→ What is required: Check every line of the data and copy the ones where "instance" appears.

** Records supplied follows **

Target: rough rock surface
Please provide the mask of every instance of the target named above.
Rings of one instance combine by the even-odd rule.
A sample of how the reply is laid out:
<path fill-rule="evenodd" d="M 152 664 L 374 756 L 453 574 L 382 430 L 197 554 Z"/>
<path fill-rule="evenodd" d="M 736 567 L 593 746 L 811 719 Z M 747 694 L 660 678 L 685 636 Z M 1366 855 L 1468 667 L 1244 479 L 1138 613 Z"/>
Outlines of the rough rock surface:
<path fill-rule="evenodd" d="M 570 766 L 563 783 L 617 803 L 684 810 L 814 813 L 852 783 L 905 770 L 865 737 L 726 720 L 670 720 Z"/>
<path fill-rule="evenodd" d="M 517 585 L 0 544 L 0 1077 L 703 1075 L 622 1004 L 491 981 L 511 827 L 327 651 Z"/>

** End of Records supplied **

→ Solution to the problem:
Please provide the mask of every instance of the target named above.
Rings of one instance combine by the even-odd rule.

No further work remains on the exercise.